● YOUR GOAL: Write out all the lines below again, requests included, but omit the pictures, and scale every bounding-box coordinate in the answers by 2.15, rounding each result to a whole number with halves rounded up. Apply this to all the items.

● GIVEN INFORMATION:
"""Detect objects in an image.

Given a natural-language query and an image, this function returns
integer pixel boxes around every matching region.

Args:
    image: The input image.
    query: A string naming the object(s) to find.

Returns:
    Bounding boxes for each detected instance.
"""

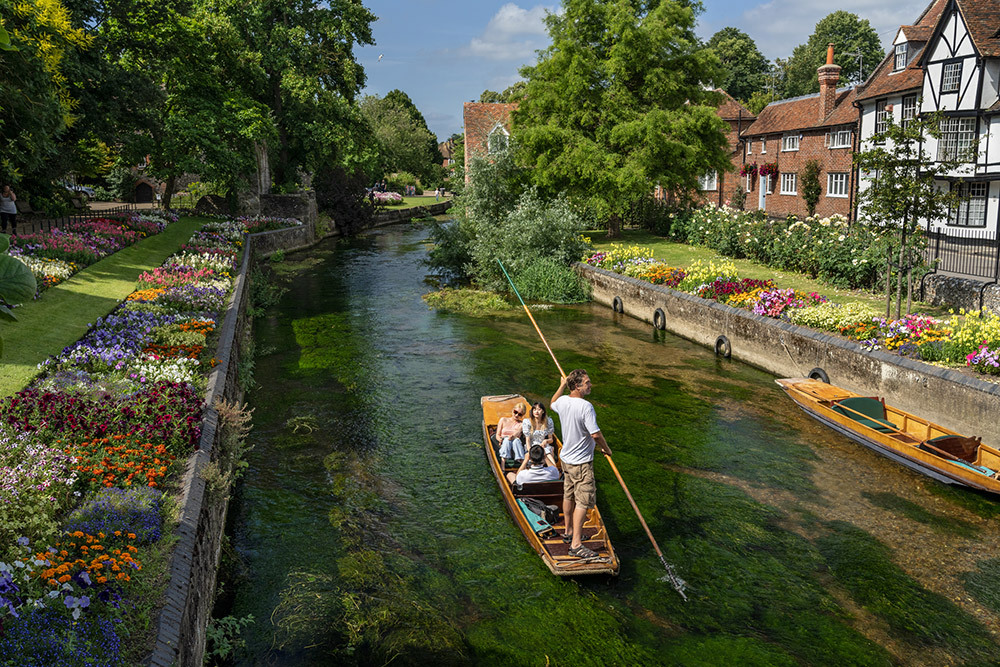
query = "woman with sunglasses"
[494,403,527,461]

● WRITTEN ANSWER:
"""Detect objects in an image.

Given a natural-language query and an image, this function returns
integer pixel boxes around every matching region.

Args:
    image: The input image.
    query: A string naming the object(s) to find.

Returns:
    Bounding boxes for each detected instance.
"""

query = "woman with sunglasses"
[1062,866,1133,991]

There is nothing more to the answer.